* _Problems to work on_:
1. According to the Passiontide reflection, which two Sundays did the revised calendar of 1969 combine into one?
2. Return the part of the Passiontide reflection between "Wednesday 19 April" and "God has done.", inclusive, copied word for word.

---- Excerpt to read

Wednesday 19 April 2017

Palm Sunday of the Passion of the Lord to Good Friday Year A 2017

Memory is a powerful ally in the economy of salvation--a soothing salve for life in the lacrimarum valle. If you think about it, the Shema, "Hear O Israel" is a mnemonic aid. More than an invitation to listen, it is also a duty that Israel remembers what the Lord God has done.

Christianity, in particular those that maintain a valid priesthood, has not strayed far from this recalling. The Eucharist's "Do this in memory of me" serves to remind us that despite our frequent failures, God has always been faithful no matter what we feel about His promise. Unfortunately, much like the Israelites, we are a forgetful lot. Providentially though, the Church through her seasons gives us time to recall God's abiding presence, otherwise known as the history of salvation. A good illustration of this providence is, as Lent draws to its conclusion, the sub-season known as the Passiontide.


Passiontide jolts our capacity to remember. Sadly, memory is a faculty frequently associated with the negative. When considered negatively, it is something we want to forget. For example, with PTSD—post-traumatic stress disorder—soldiers returning from the battlefield often fight to forget the trauma they had undergone.


How is Passiontide helpful as a memetic tool?


It is bound to a symbolic action carried out last weekend (5th Sunday of Lent). Some churches began covering their crucifixes, statues and images. Why? The alternative Collect for Mass on Friday of the 5th Week of Lent provides an insight for this rather random ritual as it makes mention of Mary. According to the older liturgical calendar, the feast of the Seven Sorrows of Mary[1] is commemorated on this day as it falls well within "Passion" Week. So, what we celebrate today as Passion Sunday took place formerly on the 5th Sunday of Lent.


Under the revised calendar of 1969, Passion and Palm Sunday were coalesced into one—Palm Sunday of the Passion of the Lord. This development when taken apart, sheds light on why we begin veiling the crucifix, statues and images on the 5th Sunday of Lent. If we follow the pre-1969 liturgical calendar, the Gospel reading for Passion Sunday, that is 5th Sunday of Lent, is taken from John 8:46-59 where at the end of the passage, it is noted that Jesus removed and hid Himself from the rage of the Jewish authorities--an absence which is less of an escape but more of a shrouding of His divinity in preparation for the trial of His passion. According to the noted liturgist, Dom Gueranger, the statues and images of saints are also veiled since the "glory of the Master be eclipsed, the servants should not appear".

--------
---- Source data

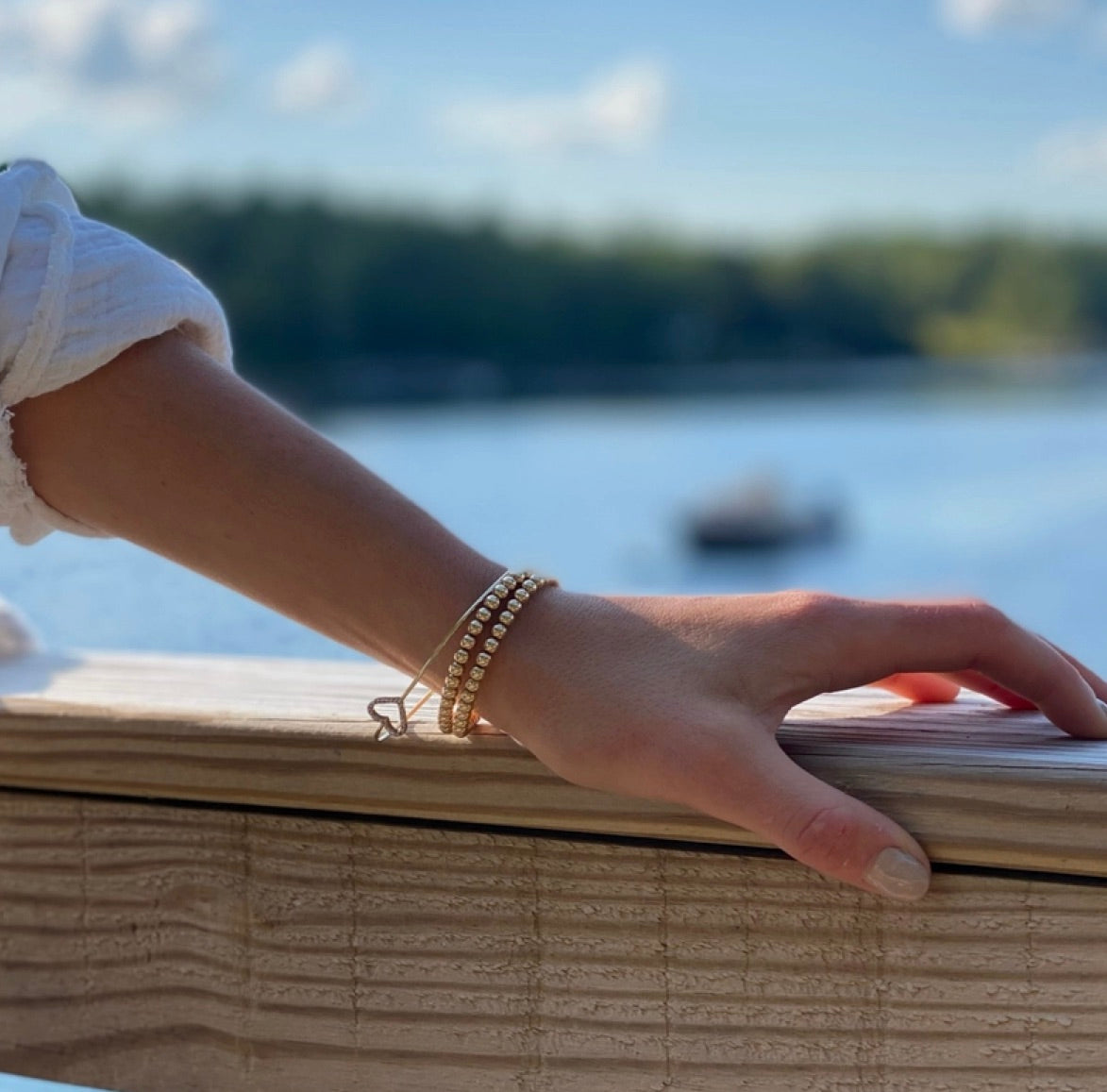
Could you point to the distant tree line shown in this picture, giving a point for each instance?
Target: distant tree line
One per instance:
(322, 299)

--------

* _Task-by-task answers_:
1. Passion Sunday and Palm Sunday, which became Palm Sunday of the Passion of the Lord.

2.
Wednesday 19 April 2017

Palm Sunday of the Passion of the Lord to Good Friday Year A 2017

Memory is a powerful ally in the economy of salvation--a soothing salve for life in the lacrimarum valle. If you think about it, the Shema, "Hear O Israel" is a mnemonic aid. More than an invitation to listen, it is also a duty that Israel remembers what the Lord God has done.